Brief: Copy the records below, swapping "put one marker" for "place one point" wherever it occurs and keeping everything else unchanged.

(Entries from a pointing dataset)
==============================

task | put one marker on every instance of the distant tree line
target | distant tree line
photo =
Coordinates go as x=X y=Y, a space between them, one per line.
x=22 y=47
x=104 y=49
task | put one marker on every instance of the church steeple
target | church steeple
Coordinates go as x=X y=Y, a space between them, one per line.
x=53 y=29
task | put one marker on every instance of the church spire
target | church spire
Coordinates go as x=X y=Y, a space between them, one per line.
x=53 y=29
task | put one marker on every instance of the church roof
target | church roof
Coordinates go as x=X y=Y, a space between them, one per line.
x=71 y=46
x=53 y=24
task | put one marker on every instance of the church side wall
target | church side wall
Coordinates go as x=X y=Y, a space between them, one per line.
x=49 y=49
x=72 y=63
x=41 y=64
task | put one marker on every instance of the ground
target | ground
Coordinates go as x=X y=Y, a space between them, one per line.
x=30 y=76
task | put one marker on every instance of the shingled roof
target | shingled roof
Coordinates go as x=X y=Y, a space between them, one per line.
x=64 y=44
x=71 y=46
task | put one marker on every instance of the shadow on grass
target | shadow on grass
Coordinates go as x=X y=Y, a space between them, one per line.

==============================

In response:
task | place one point on every instance of the distant tree line
target | distant tree line
photo =
Coordinates go as x=X y=Y, a space between them, one per line.
x=22 y=47
x=104 y=49
task | place one point on every instance of the church steeple
target | church steeple
Coordinates go as x=X y=Y, a space between them, one per line.
x=53 y=29
task | place one point on every instance of the church spire
target | church spire
Coordinates go as x=X y=Y, a space between them, one per line.
x=53 y=29
task | place one point on every instance of the church roof
target | church roof
Coordinates go as x=X y=Y, a space between them, one per line.
x=71 y=46
x=53 y=24
task | place one point on every instance of the church side wall
target | church side wall
Coordinates go as x=X y=Y, a space between them, one per line.
x=49 y=49
x=72 y=63
x=41 y=64
task | place one point on every instance of the ground
target | ground
Coordinates go as x=X y=Y, a space between them, one per line.
x=30 y=76
task | place one point on every instance of the shingled roof
target | shingled roof
Coordinates go as x=X y=Y, a space between them, one per line.
x=64 y=44
x=71 y=46
task | place one point on every instance of the shadow on grass
target | shadow on grass
Coordinates go as x=X y=Y, a space between them, one per line.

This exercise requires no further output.